* **Yapılacak iş**: Aşağıdaki satırların tamamında "set a marker" ifadesini "place a point" olarak yeniden adlandır. Satırları başka hiçbir şeyi değiştirmeden yeniden yaz.

########

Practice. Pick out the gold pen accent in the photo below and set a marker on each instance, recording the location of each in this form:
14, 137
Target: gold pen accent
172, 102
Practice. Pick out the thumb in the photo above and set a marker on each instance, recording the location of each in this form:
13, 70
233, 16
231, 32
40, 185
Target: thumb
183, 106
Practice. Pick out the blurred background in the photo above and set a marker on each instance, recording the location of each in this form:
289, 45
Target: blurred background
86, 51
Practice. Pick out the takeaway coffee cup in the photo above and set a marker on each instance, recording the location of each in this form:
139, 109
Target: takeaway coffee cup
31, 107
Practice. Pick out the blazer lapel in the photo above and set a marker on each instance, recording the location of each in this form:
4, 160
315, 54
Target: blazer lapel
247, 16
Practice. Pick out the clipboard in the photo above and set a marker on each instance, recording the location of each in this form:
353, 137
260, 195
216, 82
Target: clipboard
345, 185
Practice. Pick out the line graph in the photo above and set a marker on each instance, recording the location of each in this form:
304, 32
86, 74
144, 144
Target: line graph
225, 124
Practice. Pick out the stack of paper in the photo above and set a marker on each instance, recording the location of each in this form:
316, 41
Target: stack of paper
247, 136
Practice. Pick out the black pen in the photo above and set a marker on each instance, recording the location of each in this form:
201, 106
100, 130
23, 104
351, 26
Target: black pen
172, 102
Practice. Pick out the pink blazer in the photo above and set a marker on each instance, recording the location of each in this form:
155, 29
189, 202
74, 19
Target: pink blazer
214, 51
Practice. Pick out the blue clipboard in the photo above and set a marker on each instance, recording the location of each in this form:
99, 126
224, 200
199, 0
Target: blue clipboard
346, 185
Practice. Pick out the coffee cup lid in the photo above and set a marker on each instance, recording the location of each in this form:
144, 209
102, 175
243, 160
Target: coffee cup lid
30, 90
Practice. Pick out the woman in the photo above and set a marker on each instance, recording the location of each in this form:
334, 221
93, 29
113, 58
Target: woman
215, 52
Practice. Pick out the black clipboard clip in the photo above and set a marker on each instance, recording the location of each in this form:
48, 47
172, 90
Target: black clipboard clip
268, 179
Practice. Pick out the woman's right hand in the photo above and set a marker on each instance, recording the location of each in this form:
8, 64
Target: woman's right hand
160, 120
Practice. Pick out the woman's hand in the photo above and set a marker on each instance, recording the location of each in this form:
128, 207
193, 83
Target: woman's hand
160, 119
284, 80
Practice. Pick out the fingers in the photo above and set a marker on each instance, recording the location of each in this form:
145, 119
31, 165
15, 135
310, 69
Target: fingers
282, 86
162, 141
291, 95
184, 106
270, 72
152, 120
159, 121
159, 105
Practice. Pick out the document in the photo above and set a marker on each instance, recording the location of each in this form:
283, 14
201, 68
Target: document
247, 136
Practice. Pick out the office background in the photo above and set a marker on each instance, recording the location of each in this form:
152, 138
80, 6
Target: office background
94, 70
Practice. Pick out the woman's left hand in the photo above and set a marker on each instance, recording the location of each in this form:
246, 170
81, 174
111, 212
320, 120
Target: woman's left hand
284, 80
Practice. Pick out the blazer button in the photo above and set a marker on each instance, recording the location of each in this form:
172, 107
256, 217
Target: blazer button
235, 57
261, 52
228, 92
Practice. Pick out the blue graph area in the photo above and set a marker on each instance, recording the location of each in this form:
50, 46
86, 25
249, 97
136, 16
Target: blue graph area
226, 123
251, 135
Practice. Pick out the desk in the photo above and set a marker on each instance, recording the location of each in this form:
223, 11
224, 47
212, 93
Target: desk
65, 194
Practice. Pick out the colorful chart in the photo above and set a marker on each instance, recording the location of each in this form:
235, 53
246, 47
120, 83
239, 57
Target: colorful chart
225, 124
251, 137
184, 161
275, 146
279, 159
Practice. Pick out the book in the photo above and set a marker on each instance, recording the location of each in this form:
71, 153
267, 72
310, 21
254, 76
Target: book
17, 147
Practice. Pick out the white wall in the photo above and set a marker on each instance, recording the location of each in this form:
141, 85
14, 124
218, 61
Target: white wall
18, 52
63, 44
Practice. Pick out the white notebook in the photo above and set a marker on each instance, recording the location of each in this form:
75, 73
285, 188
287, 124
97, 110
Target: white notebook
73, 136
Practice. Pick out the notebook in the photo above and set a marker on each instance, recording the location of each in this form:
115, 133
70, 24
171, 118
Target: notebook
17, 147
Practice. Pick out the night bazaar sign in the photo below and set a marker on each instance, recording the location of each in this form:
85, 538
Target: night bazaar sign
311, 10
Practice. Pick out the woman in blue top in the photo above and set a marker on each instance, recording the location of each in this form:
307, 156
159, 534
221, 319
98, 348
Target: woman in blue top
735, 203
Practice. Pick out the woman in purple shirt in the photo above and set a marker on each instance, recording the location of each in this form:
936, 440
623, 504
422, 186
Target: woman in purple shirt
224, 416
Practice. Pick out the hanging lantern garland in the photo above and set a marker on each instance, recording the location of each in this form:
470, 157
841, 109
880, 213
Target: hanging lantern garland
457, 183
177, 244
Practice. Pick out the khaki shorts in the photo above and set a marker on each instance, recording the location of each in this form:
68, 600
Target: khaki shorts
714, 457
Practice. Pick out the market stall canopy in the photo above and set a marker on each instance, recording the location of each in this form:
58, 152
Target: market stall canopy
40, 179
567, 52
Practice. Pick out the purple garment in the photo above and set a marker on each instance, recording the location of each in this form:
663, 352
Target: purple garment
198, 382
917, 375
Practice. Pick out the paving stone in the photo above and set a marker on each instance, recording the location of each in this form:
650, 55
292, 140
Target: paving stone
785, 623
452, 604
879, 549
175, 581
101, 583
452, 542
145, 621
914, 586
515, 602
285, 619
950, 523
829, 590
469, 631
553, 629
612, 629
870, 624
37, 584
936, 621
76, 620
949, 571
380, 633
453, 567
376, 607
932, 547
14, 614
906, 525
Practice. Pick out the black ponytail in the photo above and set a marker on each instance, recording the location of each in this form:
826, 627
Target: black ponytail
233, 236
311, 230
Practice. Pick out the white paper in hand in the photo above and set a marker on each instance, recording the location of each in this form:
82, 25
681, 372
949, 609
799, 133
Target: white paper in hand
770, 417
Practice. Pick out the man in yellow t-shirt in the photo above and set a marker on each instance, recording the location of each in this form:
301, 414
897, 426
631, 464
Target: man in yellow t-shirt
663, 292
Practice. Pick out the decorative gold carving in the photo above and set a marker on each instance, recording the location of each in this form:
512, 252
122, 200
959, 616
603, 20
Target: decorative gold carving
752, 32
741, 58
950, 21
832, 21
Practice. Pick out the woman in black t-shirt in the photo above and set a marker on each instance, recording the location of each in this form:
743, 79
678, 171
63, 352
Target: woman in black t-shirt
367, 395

########

* **Görev sonucu**:
Practice. Pick out the gold pen accent in the photo below and place a point on each instance, recording the location of each in this form:
14, 137
Target: gold pen accent
172, 102
Practice. Pick out the thumb in the photo above and place a point on each instance, recording the location of each in this form:
13, 70
233, 16
231, 32
40, 185
Target: thumb
183, 106
Practice. Pick out the blurred background in the photo above and place a point on each instance, recording the location of each in this form:
289, 45
Target: blurred background
86, 51
Practice. Pick out the takeaway coffee cup in the photo above and place a point on each instance, recording the location of each in this form:
139, 109
Target: takeaway coffee cup
31, 107
Practice. Pick out the blazer lapel in the photo above and place a point on each instance, recording the location of each in this form:
4, 160
315, 54
Target: blazer lapel
247, 16
Practice. Pick out the clipboard in the photo above and place a point on each instance, recording the location of each in this form:
353, 137
260, 195
216, 82
Target: clipboard
345, 185
Practice. Pick out the line graph in the photo above and place a point on each instance, recording the location of each in this form:
304, 32
86, 74
144, 144
Target: line graph
225, 124
Practice. Pick out the stack of paper in the photo above and place a point on each instance, recording the location of each in this form:
316, 41
Target: stack of paper
247, 136
Practice. Pick out the black pen in the photo above and place a point on each instance, recording the location of each in this form:
201, 106
100, 130
23, 104
351, 26
Target: black pen
172, 102
Practice. Pick out the pink blazer in the photo above and place a point on each instance, recording the location of each in this form:
155, 29
189, 202
74, 19
Target: pink blazer
214, 51
Practice. Pick out the blue clipboard in the photo above and place a point on each instance, recording the location of each in this form:
99, 126
224, 200
199, 0
Target: blue clipboard
346, 185
Practice. Pick out the coffee cup lid in the photo above and place a point on each instance, recording the location of each in this form:
144, 209
102, 175
243, 160
Target: coffee cup lid
30, 90
Practice. Pick out the woman in the photo above and place a point on each instance, recording the location of each in this form:
334, 221
93, 29
113, 58
Target: woman
215, 52
Practice. Pick out the black clipboard clip in the photo above and place a point on each instance, recording the location of each in this form:
48, 47
172, 90
Target: black clipboard clip
268, 179
Practice. Pick out the woman's right hand in the photo above and place a point on each instance, recording the location of each in this form:
8, 64
Target: woman's right hand
160, 120
Practice. Pick out the woman's hand in the photo above and place a point on each instance, recording the location of each in this form:
128, 207
193, 83
Target: woman's hand
160, 119
284, 80
Practice. Pick out the fingers in the photo above and place a point on each instance, recording the location of each in this form:
145, 119
31, 165
15, 135
310, 69
Target: fingers
282, 86
162, 141
291, 95
184, 106
270, 72
152, 120
159, 121
159, 105
Practice. Pick out the document in the photo above and place a point on each instance, recording the location of each in this form:
283, 14
201, 68
Target: document
247, 136
Practice. Pick out the office background in the photo above and place a point on each instance, recording the location of each in this form:
152, 138
80, 6
Target: office background
94, 70
Practice. Pick out the woman's left hand in the photo above and place a point on each instance, recording the location of each in this form:
246, 170
81, 174
111, 212
320, 120
Target: woman's left hand
284, 80
Practice. Pick out the blazer button in the photo above and place a point on each instance, recording the location of each in this form:
172, 107
256, 217
Target: blazer button
235, 57
261, 52
228, 92
Practice. Pick out the blue graph area in the photo above and place a point on each instance, recording the location of each in this form:
50, 46
86, 25
249, 97
136, 16
Target: blue graph area
226, 123
251, 135
Practice. Pick out the desk in the photo above and place a point on each instance, recording the location of each in this form:
223, 11
224, 47
212, 93
Target: desk
65, 194
Practice. Pick out the colorful chart in the photo above and place a point on each instance, recording the location of each in this form:
235, 53
246, 47
120, 83
239, 57
Target: colorful chart
225, 124
251, 137
184, 161
275, 146
279, 159
Practice. Pick out the book in the photo above and place a point on each instance, recording the location of each in this form:
71, 153
267, 72
310, 21
254, 76
Target: book
17, 147
Practice. Pick out the white wall in the photo above and place a point on each instance, recording the location of each in this form:
141, 85
14, 124
218, 61
Target: white wall
18, 52
63, 44
Practice. Pick out the white notebook in the photo above and place a point on each instance, recording the location of each in this form:
75, 73
285, 188
287, 124
97, 110
Target: white notebook
73, 136
Practice. Pick out the notebook in the photo above and place a point on each instance, recording the location of each in this form:
115, 133
70, 24
171, 118
Target: notebook
17, 147
Practice. Pick out the night bazaar sign in the photo below and place a point on each instance, recording the location of each in this form:
85, 538
Target: night bazaar sign
311, 10
Practice. Pick out the woman in blue top in the photo above and place a point on each instance, recording the location of each in this form:
307, 156
159, 534
221, 319
98, 348
Target: woman in blue top
735, 203
Practice. Pick out the woman in purple shirt in the photo above and place a point on each instance, recording the location of each in this form:
936, 440
623, 504
422, 186
Target: woman in purple shirt
224, 416
Practice. Pick out the hanging lantern garland in the photo above and place a point on each instance, recording the location of each in this form:
470, 157
841, 109
880, 213
Target: hanging lantern garland
457, 183
177, 244
Practice. Pick out the khaki shorts in the photo above and place a point on each instance, recording the location of each in this form:
68, 600
Target: khaki shorts
714, 457
Practice. Pick out the market stall canopy in the photo above and place a point on each instance, recording the location of each in this form:
58, 152
Target: market stall canopy
40, 179
567, 52
Practice. Pick out the purple garment in the photo above and place a point on each instance, recording the location of each in this form:
663, 352
Target: purple garment
198, 382
917, 375
Practice. Pick out the paving stone in the photo above and place a point on each instance, recording the location of each in this form:
650, 55
292, 140
Target: paving stone
785, 623
452, 604
879, 549
175, 581
101, 583
452, 542
145, 621
914, 586
515, 602
285, 619
950, 523
829, 590
469, 631
553, 629
612, 629
870, 624
37, 584
936, 621
76, 620
949, 571
380, 633
453, 567
376, 607
932, 547
14, 614
906, 525
Practice. Pick out the black ponytail in the photo above and place a point on each instance, recording the location of each in this form:
826, 627
Target: black ponytail
233, 236
311, 230
Practice. Pick out the white paper in hand in the photo above and place a point on each instance, recording the location of each in this form:
82, 25
681, 372
949, 609
799, 133
Target: white paper in hand
770, 417
Practice. Pick out the man in yellow t-shirt in the photo above and place a point on each instance, recording the location of each in this form:
301, 414
897, 426
631, 464
Target: man in yellow t-shirt
663, 292
Practice. Pick out the decorative gold carving in the photo above and place a point on each instance, recording the location of each in this form:
512, 252
122, 200
959, 616
603, 20
Target: decorative gold carving
752, 32
741, 58
950, 21
832, 21
Practice. Pick out the woman in black t-shirt in the photo above and place a point on each instance, recording the location of each in this form:
743, 79
678, 171
63, 352
Target: woman in black t-shirt
367, 395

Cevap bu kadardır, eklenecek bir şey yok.